==== Text segment

Advice on Feeding early Tomatoes

Now that my tomato plants have settled down after being planted out in the poly-tunnel, they are really starting to put on a growth spurt. I have given them a a couple of high nitrogen feeds as opposed to the normal high potash feed for tomatoes, which is for fruit production. I have found that by the time the plants reach the tie wire just before my first picking that the heads are quite thin as the plants are so ladened with fruit, so I am trying to get a good balanced plant early on in the season.  

This shows a 1.2.3 NPK ratio

If you have trouble finding a high nitrogen feed then look for flower feeds some of which have a higher nitrogen content. On the label you will seen the NPK Nitrogen, Phosphate and Potash. All feeds usually contain extra elements in smaller amounts, but NPK are the major three. 

A normal tomato feed will  roughly be a 1.1.3 ratio, so more potash than nitrogen.So you are looking for 1.1.1 or less potash than nitrogen.

At this time of the year it is best to apply a diluted liquid feed, with a watering can. On very young plants apply half strength for the first few weeks.

 The three major elements essential for plant growth do different jobs, so here is a quick run through.

N – Nitrogen Is for stem and leaf growth. Nitrogen deficiency results in older leaves turning yellow with new growth being weak and spindly. Basically nitrogen in responsible for the strength and vigour of you plants.

P – Phosphorous – This is for root growth and photosynthesis. Symptoms of deficiency would include poor germination and establishment of seedlings, mature plants showing stunted growth and dark blue/green leaves or reddish-purple stems or leaves.

K – Potassium (Potash) – For flower and fruit production. Lack of Potassium results in yellow areas along leaf veins and leaf edges. Fruits like tomatoes may be stunted and lacking in flavour.

For growth the plants do requires nitrogen which is easily leached out of the soil, so is not always present even with adding manure or granular feeds to the soil earlier on.  There is also little or no reserves of nitrogen in the soil and it will leach out of pots and grow-bags quite quickly.

Home-made Feeds - While home-made feeds are a very cheap alternative to commercial products, I would not recommend using them on young plants as you will not know the exact strength and could burn the roots and foliage.

This Coeur de boeuf beefsteak tomato plant is forming nice trusses, but the head of the plant is getting a little thin, so good nitrogen feed should sort this out.

========
==== Data for analysis

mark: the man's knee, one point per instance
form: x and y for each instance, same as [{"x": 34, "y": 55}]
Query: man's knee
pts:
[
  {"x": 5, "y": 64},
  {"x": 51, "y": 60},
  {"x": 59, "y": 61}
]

========

Please say whether each statement agrees with the tomato feeding text, answering yes or no and quoting the words that decide it: (a) a normal tomato feed contains more potash than nitrogen; (b) home-made feeds are recommended for young plants; (c) phosphorous is for flower and fruit production. You won't need the material for this.

§ Solution to this task
(a) Yes: "so more potash than nitrogen"
(b) No: "I would not recommend using them on young plants"
(c) No: "This is for root growth and photosynthesis"